-- Start PAGE EXCERPT --
During his stay in Kazakhstan and Ouzbekistan, he visited extraordinary places such as the Tangaly Petroglyphs, ancient monuments on the Silk Road thraught with History and legends, Mongol and Asian architecture, his visit at Edouard Kazarian's workshop in Almaty, valuable museums, all those treasures that are sources of inspiration that Saülo Mercader exploits with bulimia.

He often goes to Spain to do public works, stone or bronze busts, painted portraits and to exhibit as well. He exceptionally participated at the Fallas in Alicante in 2007 by making a bull with diverse materials in the pure tradition of the Ninots. It reminded him of his early years as an apprentice when he learnt all the techniques of constructions (mostly frameworks) in the building of the Fallas.

Distinctions 
Saülo Mercader gets the Prize of the Vocation Fund (Barcelone – Spain); He gets a grant from the French Government. In 1981, he gets the Fulbright Grant.
-- End PAGE EXCERPT --
-- Start LISTED ENTRIES --
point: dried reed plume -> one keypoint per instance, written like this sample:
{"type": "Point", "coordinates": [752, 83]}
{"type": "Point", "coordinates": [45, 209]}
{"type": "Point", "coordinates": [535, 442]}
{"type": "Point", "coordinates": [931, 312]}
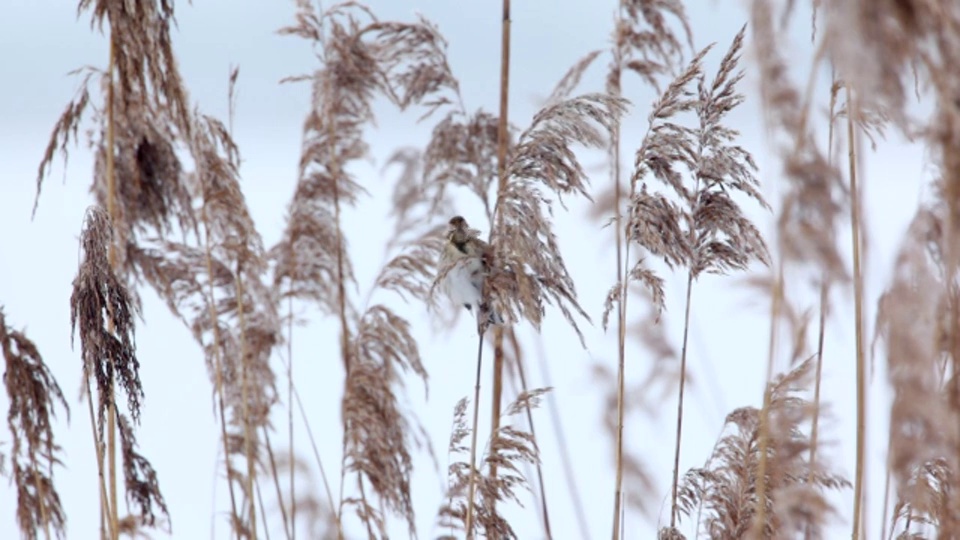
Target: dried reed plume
{"type": "Point", "coordinates": [362, 58]}
{"type": "Point", "coordinates": [507, 450]}
{"type": "Point", "coordinates": [33, 393]}
{"type": "Point", "coordinates": [102, 312]}
{"type": "Point", "coordinates": [722, 496]}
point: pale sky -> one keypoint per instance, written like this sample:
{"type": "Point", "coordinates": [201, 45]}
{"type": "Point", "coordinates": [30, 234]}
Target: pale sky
{"type": "Point", "coordinates": [42, 40]}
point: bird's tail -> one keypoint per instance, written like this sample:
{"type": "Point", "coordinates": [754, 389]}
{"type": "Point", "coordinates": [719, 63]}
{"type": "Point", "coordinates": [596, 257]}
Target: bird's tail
{"type": "Point", "coordinates": [493, 317]}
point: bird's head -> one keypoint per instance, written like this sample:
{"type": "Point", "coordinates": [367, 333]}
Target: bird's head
{"type": "Point", "coordinates": [457, 226]}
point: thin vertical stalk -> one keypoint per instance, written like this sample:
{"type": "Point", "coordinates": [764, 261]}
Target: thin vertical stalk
{"type": "Point", "coordinates": [472, 490]}
{"type": "Point", "coordinates": [821, 329]}
{"type": "Point", "coordinates": [293, 491]}
{"type": "Point", "coordinates": [622, 300]}
{"type": "Point", "coordinates": [776, 306]}
{"type": "Point", "coordinates": [814, 428]}
{"type": "Point", "coordinates": [523, 384]}
{"type": "Point", "coordinates": [568, 473]}
{"type": "Point", "coordinates": [218, 361]}
{"type": "Point", "coordinates": [858, 314]}
{"type": "Point", "coordinates": [263, 511]}
{"type": "Point", "coordinates": [112, 256]}
{"type": "Point", "coordinates": [502, 136]}
{"type": "Point", "coordinates": [245, 392]}
{"type": "Point", "coordinates": [44, 517]}
{"type": "Point", "coordinates": [683, 379]}
{"type": "Point", "coordinates": [98, 447]}
{"type": "Point", "coordinates": [276, 483]}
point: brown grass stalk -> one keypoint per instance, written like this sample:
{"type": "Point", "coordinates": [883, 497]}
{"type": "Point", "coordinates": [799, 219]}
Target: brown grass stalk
{"type": "Point", "coordinates": [112, 212]}
{"type": "Point", "coordinates": [248, 430]}
{"type": "Point", "coordinates": [861, 383]}
{"type": "Point", "coordinates": [502, 144]}
{"type": "Point", "coordinates": [473, 470]}
{"type": "Point", "coordinates": [682, 385]}
{"type": "Point", "coordinates": [776, 308]}
{"type": "Point", "coordinates": [218, 364]}
{"type": "Point", "coordinates": [525, 389]}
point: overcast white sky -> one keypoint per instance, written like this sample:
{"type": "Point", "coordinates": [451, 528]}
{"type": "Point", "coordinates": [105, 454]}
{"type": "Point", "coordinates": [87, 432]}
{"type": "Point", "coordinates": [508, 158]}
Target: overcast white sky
{"type": "Point", "coordinates": [42, 40]}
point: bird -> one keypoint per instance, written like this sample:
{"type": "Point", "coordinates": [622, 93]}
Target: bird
{"type": "Point", "coordinates": [466, 263]}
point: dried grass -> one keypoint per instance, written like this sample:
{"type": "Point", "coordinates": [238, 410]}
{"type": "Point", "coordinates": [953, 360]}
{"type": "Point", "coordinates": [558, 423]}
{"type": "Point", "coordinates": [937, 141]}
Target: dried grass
{"type": "Point", "coordinates": [171, 213]}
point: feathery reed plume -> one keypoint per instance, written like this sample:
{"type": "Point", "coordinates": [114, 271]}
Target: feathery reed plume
{"type": "Point", "coordinates": [108, 351]}
{"type": "Point", "coordinates": [722, 495]}
{"type": "Point", "coordinates": [503, 146]}
{"type": "Point", "coordinates": [509, 448]}
{"type": "Point", "coordinates": [238, 354]}
{"type": "Point", "coordinates": [362, 58]}
{"type": "Point", "coordinates": [648, 54]}
{"type": "Point", "coordinates": [34, 394]}
{"type": "Point", "coordinates": [643, 397]}
{"type": "Point", "coordinates": [532, 272]}
{"type": "Point", "coordinates": [706, 231]}
{"type": "Point", "coordinates": [145, 104]}
{"type": "Point", "coordinates": [914, 318]}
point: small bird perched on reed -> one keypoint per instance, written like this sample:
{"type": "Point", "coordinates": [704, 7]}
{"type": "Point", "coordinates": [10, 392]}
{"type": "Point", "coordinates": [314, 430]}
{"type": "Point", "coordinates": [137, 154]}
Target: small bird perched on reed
{"type": "Point", "coordinates": [466, 263]}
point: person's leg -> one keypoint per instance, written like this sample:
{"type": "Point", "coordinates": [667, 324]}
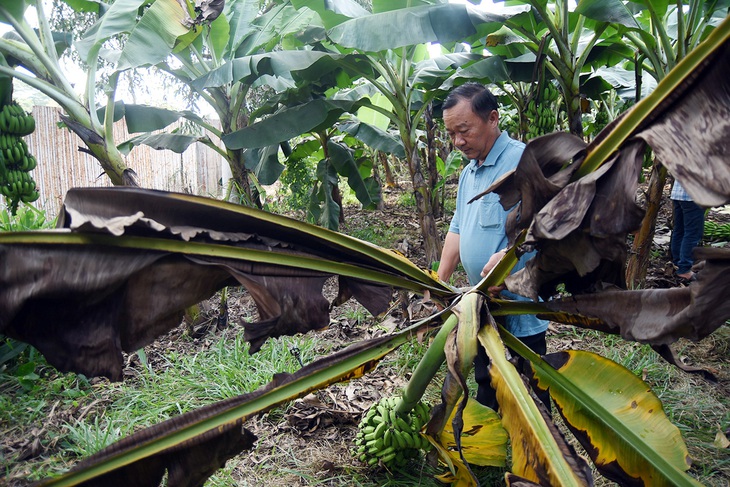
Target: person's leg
{"type": "Point", "coordinates": [693, 218]}
{"type": "Point", "coordinates": [538, 344]}
{"type": "Point", "coordinates": [677, 232]}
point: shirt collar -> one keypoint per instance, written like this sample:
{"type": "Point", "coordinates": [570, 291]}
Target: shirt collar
{"type": "Point", "coordinates": [499, 145]}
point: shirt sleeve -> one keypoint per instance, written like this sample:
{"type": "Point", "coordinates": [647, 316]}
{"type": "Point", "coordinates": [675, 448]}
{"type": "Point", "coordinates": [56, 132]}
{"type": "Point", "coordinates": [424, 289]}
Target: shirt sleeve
{"type": "Point", "coordinates": [454, 225]}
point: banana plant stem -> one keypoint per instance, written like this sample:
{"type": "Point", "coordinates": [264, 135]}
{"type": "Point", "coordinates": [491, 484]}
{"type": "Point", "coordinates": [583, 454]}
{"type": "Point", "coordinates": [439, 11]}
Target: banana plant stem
{"type": "Point", "coordinates": [426, 369]}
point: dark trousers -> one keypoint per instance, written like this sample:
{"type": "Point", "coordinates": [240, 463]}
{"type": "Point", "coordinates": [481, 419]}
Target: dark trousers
{"type": "Point", "coordinates": [689, 223]}
{"type": "Point", "coordinates": [486, 395]}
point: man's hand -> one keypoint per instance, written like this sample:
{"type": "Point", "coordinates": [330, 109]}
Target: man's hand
{"type": "Point", "coordinates": [491, 263]}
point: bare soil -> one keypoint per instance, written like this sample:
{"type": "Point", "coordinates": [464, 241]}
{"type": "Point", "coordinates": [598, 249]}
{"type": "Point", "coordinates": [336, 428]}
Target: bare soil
{"type": "Point", "coordinates": [308, 443]}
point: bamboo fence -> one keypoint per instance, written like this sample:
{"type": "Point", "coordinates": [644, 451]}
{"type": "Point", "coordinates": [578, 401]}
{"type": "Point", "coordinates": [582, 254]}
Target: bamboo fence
{"type": "Point", "coordinates": [62, 166]}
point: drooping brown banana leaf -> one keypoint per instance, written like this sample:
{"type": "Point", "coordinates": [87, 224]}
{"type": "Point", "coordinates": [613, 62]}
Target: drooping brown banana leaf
{"type": "Point", "coordinates": [192, 446]}
{"type": "Point", "coordinates": [658, 317]}
{"type": "Point", "coordinates": [539, 452]}
{"type": "Point", "coordinates": [578, 203]}
{"type": "Point", "coordinates": [128, 261]}
{"type": "Point", "coordinates": [614, 415]}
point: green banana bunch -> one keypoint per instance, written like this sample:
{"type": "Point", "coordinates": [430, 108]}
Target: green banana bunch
{"type": "Point", "coordinates": [14, 120]}
{"type": "Point", "coordinates": [388, 439]}
{"type": "Point", "coordinates": [542, 111]}
{"type": "Point", "coordinates": [16, 162]}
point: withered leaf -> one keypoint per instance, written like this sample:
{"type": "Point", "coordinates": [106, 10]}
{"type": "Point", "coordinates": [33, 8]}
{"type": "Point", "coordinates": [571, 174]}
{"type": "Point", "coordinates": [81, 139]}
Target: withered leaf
{"type": "Point", "coordinates": [83, 305]}
{"type": "Point", "coordinates": [662, 316]}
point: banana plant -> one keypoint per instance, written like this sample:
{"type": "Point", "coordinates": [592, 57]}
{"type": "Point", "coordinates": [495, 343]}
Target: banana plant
{"type": "Point", "coordinates": [389, 65]}
{"type": "Point", "coordinates": [662, 34]}
{"type": "Point", "coordinates": [130, 242]}
{"type": "Point", "coordinates": [562, 41]}
{"type": "Point", "coordinates": [38, 51]}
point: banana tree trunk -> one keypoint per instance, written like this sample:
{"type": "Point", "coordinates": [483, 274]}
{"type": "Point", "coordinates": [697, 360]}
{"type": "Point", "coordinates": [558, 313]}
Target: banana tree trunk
{"type": "Point", "coordinates": [109, 157]}
{"type": "Point", "coordinates": [422, 195]}
{"type": "Point", "coordinates": [433, 175]}
{"type": "Point", "coordinates": [389, 180]}
{"type": "Point", "coordinates": [638, 260]}
{"type": "Point", "coordinates": [575, 114]}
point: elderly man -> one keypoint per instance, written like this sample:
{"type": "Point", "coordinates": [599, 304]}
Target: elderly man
{"type": "Point", "coordinates": [476, 236]}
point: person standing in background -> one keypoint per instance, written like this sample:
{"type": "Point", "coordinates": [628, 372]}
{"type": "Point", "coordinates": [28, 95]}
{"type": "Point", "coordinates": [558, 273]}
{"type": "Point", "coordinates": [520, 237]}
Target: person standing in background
{"type": "Point", "coordinates": [689, 224]}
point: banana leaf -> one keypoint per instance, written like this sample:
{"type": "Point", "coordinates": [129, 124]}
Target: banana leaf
{"type": "Point", "coordinates": [192, 446]}
{"type": "Point", "coordinates": [101, 284]}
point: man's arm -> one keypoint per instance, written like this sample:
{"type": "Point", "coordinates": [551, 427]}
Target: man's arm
{"type": "Point", "coordinates": [449, 256]}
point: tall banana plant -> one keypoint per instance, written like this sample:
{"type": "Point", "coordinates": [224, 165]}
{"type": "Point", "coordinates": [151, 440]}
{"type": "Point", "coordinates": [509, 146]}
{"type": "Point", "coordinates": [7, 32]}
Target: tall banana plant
{"type": "Point", "coordinates": [130, 242]}
{"type": "Point", "coordinates": [171, 37]}
{"type": "Point", "coordinates": [662, 34]}
{"type": "Point", "coordinates": [39, 50]}
{"type": "Point", "coordinates": [563, 42]}
{"type": "Point", "coordinates": [388, 65]}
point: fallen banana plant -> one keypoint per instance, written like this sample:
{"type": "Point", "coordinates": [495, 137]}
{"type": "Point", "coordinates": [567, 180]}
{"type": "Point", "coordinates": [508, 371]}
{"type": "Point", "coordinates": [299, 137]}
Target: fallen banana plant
{"type": "Point", "coordinates": [100, 285]}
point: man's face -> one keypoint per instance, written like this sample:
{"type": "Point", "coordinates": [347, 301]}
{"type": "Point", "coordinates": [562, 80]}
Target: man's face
{"type": "Point", "coordinates": [471, 134]}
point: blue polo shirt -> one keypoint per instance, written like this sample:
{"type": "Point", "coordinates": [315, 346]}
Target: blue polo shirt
{"type": "Point", "coordinates": [480, 225]}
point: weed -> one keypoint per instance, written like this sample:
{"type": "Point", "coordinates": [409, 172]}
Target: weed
{"type": "Point", "coordinates": [407, 199]}
{"type": "Point", "coordinates": [26, 218]}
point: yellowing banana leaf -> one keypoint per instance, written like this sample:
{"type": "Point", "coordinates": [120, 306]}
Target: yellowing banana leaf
{"type": "Point", "coordinates": [134, 259]}
{"type": "Point", "coordinates": [614, 415]}
{"type": "Point", "coordinates": [483, 439]}
{"type": "Point", "coordinates": [539, 453]}
{"type": "Point", "coordinates": [191, 446]}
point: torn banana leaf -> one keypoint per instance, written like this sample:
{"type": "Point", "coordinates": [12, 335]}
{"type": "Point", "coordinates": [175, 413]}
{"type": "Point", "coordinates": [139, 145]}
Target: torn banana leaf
{"type": "Point", "coordinates": [539, 452]}
{"type": "Point", "coordinates": [614, 414]}
{"type": "Point", "coordinates": [127, 262]}
{"type": "Point", "coordinates": [577, 202]}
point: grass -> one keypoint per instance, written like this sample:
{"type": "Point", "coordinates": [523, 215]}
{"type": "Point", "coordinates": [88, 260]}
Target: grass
{"type": "Point", "coordinates": [72, 416]}
{"type": "Point", "coordinates": [100, 413]}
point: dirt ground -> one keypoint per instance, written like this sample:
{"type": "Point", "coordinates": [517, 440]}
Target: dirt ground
{"type": "Point", "coordinates": [318, 429]}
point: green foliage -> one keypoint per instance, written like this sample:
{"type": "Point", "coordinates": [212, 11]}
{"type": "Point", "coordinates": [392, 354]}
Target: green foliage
{"type": "Point", "coordinates": [26, 218]}
{"type": "Point", "coordinates": [716, 232]}
{"type": "Point", "coordinates": [407, 199]}
{"type": "Point", "coordinates": [298, 177]}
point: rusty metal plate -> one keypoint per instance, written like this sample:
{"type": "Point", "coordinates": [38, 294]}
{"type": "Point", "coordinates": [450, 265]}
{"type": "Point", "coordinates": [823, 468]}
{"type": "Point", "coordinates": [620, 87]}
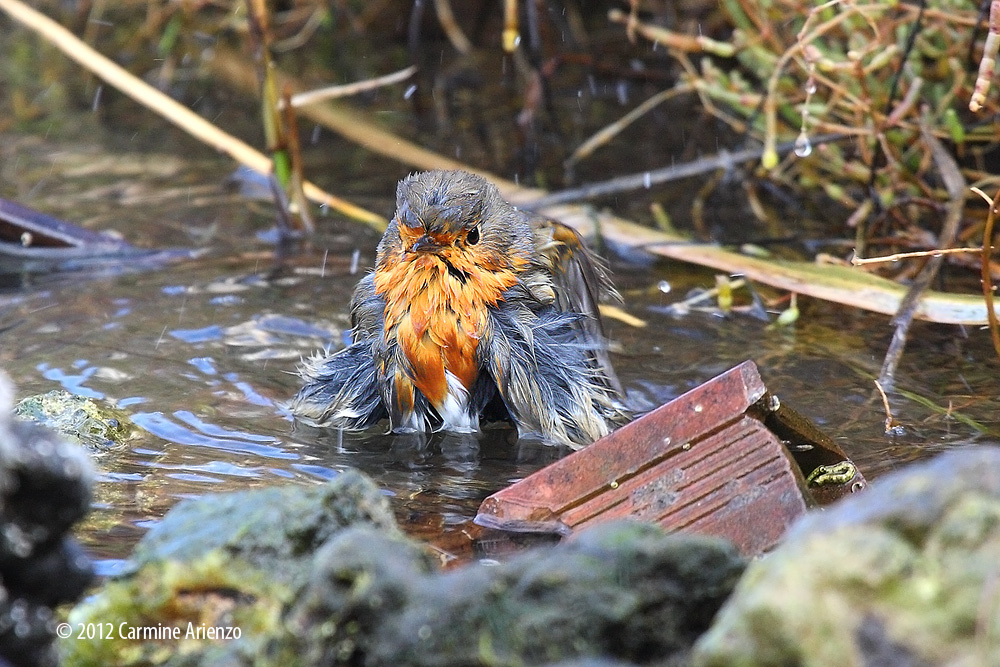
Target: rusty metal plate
-- End LISTED ENTRIES --
→ TASK SET
**A.** Answer these about the page excerpt on Saülo Mercader:
(i) Whose workshop in Almaty did he visit?
(ii) What did he make for the Fallas in Alicante in 2007?
(iii) In what year did he get the Fulbright Grant?
**B.** Repeat word for word the part of the page excerpt on Saülo Mercader that begins with "During his stay" and stops after "exploits with bulimia.".
**C.** Say whether each statement agrees with the page excerpt on Saülo Mercader. Answer yes or no, and quote the words that decide it.
(i) He took part in the Fallas in Alicante every year.
(ii) He received a grant from the French Government.
(iii) As an apprentice, he learned construction techniques while building the Fallas.
This data plays no part in the work here.

→ FINAL RESULTS
**A.**
(i) Edouard Kazarian's
(ii) A bull made with diverse materials
(iii) 1981

**B.**
During his stay in Kazakhstan and Ouzbekistan, he visited extraordinary places such as the Tangaly Petroglyphs, ancient monuments on the Silk Road thraught with History and legends, Mongol and Asian architecture, his visit at Edouard Kazarian's workshop in Almaty, valuable museums, all those treasures that are sources of inspiration that Saülo Mercader exploits with bulimia.

**C.**
(i) No: "He exceptionally participated at the Fallas in Alicante in 2007"
(ii) Yes: "He gets a grant from the French Government."
(iii) Yes: "when he learnt all the techniques of constructions (mostly frameworks) in the building of the Fallas"